— BEGIN GIVEN INFORMATION —

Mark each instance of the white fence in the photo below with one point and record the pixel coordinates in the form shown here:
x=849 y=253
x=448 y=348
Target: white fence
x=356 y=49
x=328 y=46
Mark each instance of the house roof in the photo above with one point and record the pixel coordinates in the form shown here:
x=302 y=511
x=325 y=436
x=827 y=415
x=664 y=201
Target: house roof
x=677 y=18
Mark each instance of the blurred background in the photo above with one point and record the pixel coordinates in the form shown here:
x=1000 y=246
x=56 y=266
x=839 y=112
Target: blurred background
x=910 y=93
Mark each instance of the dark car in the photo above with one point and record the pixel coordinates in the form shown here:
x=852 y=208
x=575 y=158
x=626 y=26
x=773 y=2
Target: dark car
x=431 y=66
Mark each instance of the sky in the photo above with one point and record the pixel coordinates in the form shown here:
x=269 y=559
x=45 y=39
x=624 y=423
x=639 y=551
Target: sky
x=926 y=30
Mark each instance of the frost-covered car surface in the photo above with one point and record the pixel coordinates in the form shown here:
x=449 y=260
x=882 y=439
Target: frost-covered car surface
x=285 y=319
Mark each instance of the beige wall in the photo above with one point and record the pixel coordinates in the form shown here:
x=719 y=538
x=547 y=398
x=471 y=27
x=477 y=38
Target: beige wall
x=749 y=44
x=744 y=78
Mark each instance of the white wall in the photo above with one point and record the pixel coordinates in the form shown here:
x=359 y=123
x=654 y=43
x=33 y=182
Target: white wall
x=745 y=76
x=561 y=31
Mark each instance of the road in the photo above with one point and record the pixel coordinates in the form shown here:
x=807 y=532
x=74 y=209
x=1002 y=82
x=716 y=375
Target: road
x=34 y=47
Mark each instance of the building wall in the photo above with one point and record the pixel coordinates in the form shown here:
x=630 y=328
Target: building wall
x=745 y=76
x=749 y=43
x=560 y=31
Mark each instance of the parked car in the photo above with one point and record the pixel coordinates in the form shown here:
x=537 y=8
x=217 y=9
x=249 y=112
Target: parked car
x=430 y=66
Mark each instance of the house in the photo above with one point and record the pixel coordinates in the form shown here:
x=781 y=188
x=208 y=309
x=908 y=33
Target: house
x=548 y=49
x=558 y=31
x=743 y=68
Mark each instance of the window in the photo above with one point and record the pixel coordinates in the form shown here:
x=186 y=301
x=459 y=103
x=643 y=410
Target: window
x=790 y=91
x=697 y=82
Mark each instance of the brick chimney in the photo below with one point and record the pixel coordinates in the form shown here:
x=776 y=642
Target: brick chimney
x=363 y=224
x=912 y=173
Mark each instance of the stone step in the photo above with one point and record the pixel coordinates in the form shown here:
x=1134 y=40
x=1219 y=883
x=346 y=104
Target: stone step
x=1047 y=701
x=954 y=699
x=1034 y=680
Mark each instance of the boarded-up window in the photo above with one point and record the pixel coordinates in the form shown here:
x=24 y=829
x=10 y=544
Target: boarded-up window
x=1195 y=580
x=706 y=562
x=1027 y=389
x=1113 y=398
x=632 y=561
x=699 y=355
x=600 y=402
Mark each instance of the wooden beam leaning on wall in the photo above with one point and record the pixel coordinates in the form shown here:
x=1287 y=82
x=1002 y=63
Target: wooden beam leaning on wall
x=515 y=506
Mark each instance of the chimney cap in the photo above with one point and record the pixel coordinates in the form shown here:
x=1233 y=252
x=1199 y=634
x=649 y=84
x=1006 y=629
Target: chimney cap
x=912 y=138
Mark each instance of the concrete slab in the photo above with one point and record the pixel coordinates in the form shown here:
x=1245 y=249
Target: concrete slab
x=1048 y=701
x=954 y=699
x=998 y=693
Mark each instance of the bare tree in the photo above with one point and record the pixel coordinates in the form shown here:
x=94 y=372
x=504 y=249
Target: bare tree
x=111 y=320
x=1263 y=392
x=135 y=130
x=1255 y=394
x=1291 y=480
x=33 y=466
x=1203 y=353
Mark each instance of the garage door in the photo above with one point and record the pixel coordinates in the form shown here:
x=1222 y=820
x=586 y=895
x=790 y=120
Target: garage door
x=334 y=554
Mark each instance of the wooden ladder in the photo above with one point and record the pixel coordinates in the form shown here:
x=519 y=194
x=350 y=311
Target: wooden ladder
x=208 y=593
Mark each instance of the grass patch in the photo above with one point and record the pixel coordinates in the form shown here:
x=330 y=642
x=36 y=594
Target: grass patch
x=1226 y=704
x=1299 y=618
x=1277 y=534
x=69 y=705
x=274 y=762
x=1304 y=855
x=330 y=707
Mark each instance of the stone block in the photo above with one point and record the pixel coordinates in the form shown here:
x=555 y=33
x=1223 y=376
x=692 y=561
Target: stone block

— END GIVEN INFORMATION —

Copy the lines above, from the line containing "Mark each instance of the chimney" through the line containing "x=912 y=138", inclusive, and include the requests. Keep the requests and their sample coordinates unchanged, but multiply each coordinate in the answers by 0.65 and round it to a whole number, with halves rounded up.

Mark each instance of the chimney cap in the photo above with one point and record the pixel coordinates in the form shown here:
x=1233 y=252
x=1199 y=634
x=649 y=84
x=1006 y=629
Target: chimney cap
x=593 y=90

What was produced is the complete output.